**Exercise task 1**
In the Lustre bug report, what error does the in-kernel client fail with when it runs the first script?
**Exercise task 2**
From the Lustre bug report, repeat word for word the passage that opens with the words "Issue Links" and closes with "- Ah yes - thanks for clarifying!".

Uploaded image for project: 'Lustre'
  1. Lustre
  2. LU-4520

Text file busy error -- mainline 3.12 client

Details

    • Bug
    • Resolution: Fixed
    • Major
    • None
    • Lustre 2.4.2
    • None
    • 3
    • 12363

    Description

      When executing the following simple script, the in-kernel client fails with error "Text file busy", while the out-of-kernel 2.4.2 client compiled against 2.6.32 vanilla works.

      -----------
      #!/bin/bash

      rm -f ./test.sh
      touch ./test.sh && chmod a+x ./test.sh
      echo "echo foo" > ./test.sh
      ./test.sh
      echo "echo foo" > ./test.sh
      ------------

      The following script works in all cases:

      -----------
      #!/bin/bash

      rm -f ./test.sh
      touch ./test.sh && chmod a+x ./test.sh
      echo "echo foo" > ./test.sh
      bash ./test.sh
      echo "echo foo" > ./test.sh
      ------------

      Attachments

        1. LU-4398.tar.bz2
          118 kB
          Cédric Dufour
        2. LU4429+4520.patch
          3 kB
          Cédric Dufour
        3. LU-4520.ETXTBSY.lctl-dk.txt
          436 kB
          Cédric Dufour
        4. LU-4520.ETXTBSY.strace.txt
          20 kB
          Cédric Dufour
        5. LU-4520.ok-vanilla.pcap.txt
          5 kB
          Cédric Dufour
        6. LU-4520.pcap.txt
          4 kB
          Cédric Dufour

        Issue Links

          Activity

            [LU-4520] Text file busy error -- mainline 3.12 client

            Fixed a long time ago

            simmonsja James A Simmons added a comment - Fixed a long time ago
            pjones Peter Jones added a comment -

            Ah yes - thanks for clarifying!

            pjones Peter Jones added a comment - Ah yes - thanks for clarifying!
            rfehren Roland Fehrenbacher added a comment - - edited

            Peter,

            yes, it is. But we're working with the in-kernel client based on 3.12 and for that we needed to make a backport. The LU-4429 fix is also included in linux-next, so will probably be in 3.15.

            Roland

            rfehren Roland Fehrenbacher added a comment - - edited Peter, yes, it is. But we're working with the in-kernel client based on 3.12 and for that we needed to make a backport. The LU-4429 fix is also included in linux-next, so will probably be in 3.15. Roland
            pjones Peter Jones added a comment -

            Roland

            Wasn't the LU-4429 fix already in 2.5.1?

            Peter

            pjones Peter Jones added a comment - Roland Wasn't the LU-4429 fix already in 2.5.1? Peter

            I should have added, that it is indeed also necessary to include LU-4429 on the client.

            rfehren Roland Fehrenbacher added a comment - I should have added, that it is indeed also necessary to include LU-4429 on the client.

            Hi John,

            your patch (LU-4398, http://review.whamcloud.com/#/c/9063/) applied to 2.5.1 indeed fixes the issue. The problem still exists in 2.5.1 without the patch. Great job.

**Data provided**
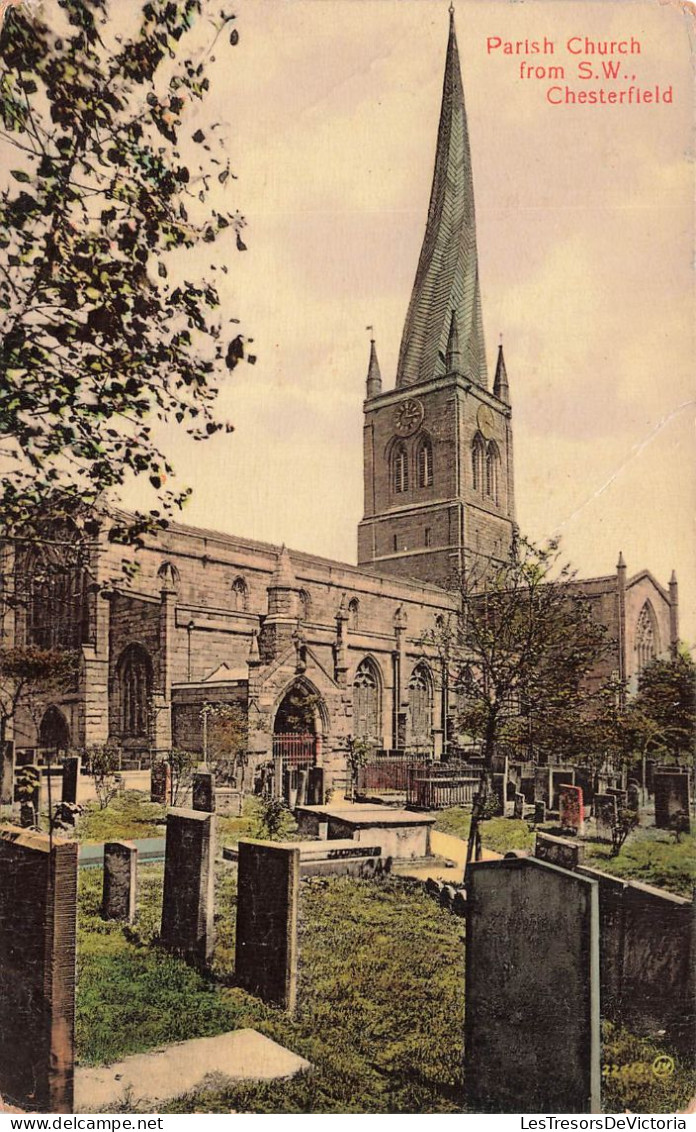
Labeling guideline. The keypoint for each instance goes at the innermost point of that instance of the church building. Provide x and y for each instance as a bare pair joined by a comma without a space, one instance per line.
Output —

**Right answer 1**
It fails with the error "Text file busy".

**Right answer 2**
Issue Links

          Activity

            [LU-4520] Text file busy error -- mainline 3.12 client

            Fixed a long time ago

            simmonsja James A Simmons added a comment - Fixed a long time ago
            pjones Peter Jones added a comment -

            Ah yes - thanks for clarifying!

            pjones Peter Jones added a comment - Ah yes - thanks for clarifying!